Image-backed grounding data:
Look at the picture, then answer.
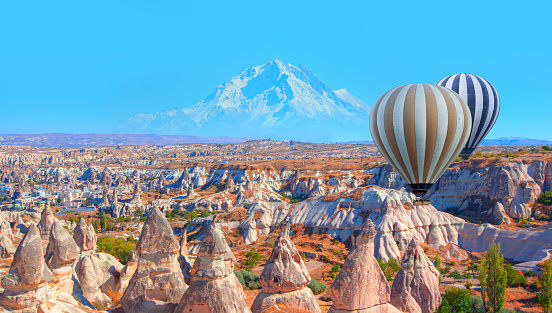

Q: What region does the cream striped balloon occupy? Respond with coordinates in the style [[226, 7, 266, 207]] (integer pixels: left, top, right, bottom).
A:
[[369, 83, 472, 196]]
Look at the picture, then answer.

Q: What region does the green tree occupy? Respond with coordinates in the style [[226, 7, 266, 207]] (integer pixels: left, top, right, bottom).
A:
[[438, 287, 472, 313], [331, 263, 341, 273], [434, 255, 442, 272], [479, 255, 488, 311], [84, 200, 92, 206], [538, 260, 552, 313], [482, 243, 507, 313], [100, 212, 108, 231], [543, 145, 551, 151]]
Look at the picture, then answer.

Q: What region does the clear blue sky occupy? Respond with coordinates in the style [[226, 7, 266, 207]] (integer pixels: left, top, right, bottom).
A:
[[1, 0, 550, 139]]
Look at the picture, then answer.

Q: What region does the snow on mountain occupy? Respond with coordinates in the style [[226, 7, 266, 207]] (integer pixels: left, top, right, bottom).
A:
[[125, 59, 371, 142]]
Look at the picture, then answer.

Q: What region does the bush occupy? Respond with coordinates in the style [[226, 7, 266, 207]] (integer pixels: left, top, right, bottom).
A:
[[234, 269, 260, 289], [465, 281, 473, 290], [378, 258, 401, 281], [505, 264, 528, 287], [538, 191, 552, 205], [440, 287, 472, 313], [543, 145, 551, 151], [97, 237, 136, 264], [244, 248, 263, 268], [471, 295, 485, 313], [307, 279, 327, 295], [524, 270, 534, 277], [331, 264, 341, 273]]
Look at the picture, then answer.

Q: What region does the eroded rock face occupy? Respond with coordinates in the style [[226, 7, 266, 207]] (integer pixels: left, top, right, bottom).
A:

PROBLEM REQUIREMENTS: Leave every picture out and output the records exactly.

RESPONSE:
Look at the picture, then answer.

Q: What region does the cream striped balloon occupy? Respond with coordinates in the style [[226, 7, 266, 207]] (integer pixels: left, top, right, bottom).
A:
[[369, 83, 472, 196]]
Look at the picture, then answer.

Q: What region does the green tree occupy? Respond with coordinates in the style [[226, 7, 266, 207]] (integer pixels: left, top, right, bottom).
A:
[[438, 287, 472, 313], [331, 263, 341, 273], [434, 255, 442, 272], [479, 255, 488, 311], [84, 200, 92, 206], [538, 260, 552, 313], [482, 243, 507, 313], [100, 212, 108, 231], [543, 145, 551, 151]]
Look at the picture, then answer.

Q: What region does the clear blue sky occupy? Respond with coordinates in the style [[226, 7, 266, 207]] (integer pixels: left, top, right, bottom).
A:
[[1, 0, 550, 139]]
Look at the picture, then answer.

Q: What region does the snow on mountain occupy? Respond with coordinates in the style [[226, 7, 266, 207]] (integer pixels: left, top, right, bottom).
A:
[[125, 59, 371, 142]]
Look at the picture, then answer.

Q: What region does the bush occupy? Respond with coordinates in the style [[226, 7, 266, 207]] (integer pixels: left, top, right, bottom).
A:
[[234, 269, 260, 289], [465, 281, 473, 290], [378, 258, 401, 281], [505, 264, 528, 287], [538, 191, 552, 205], [440, 287, 472, 313], [543, 145, 551, 151], [97, 237, 136, 264], [244, 248, 263, 268], [471, 295, 485, 313], [307, 279, 327, 295], [524, 270, 534, 277], [331, 264, 341, 273]]
Look at the picture, then answer.

Q: What region does the eroded rock face occupy? Respond with coordinates in the style [[226, 7, 266, 207]] (integer pixels: left, top, right, bottom).
A:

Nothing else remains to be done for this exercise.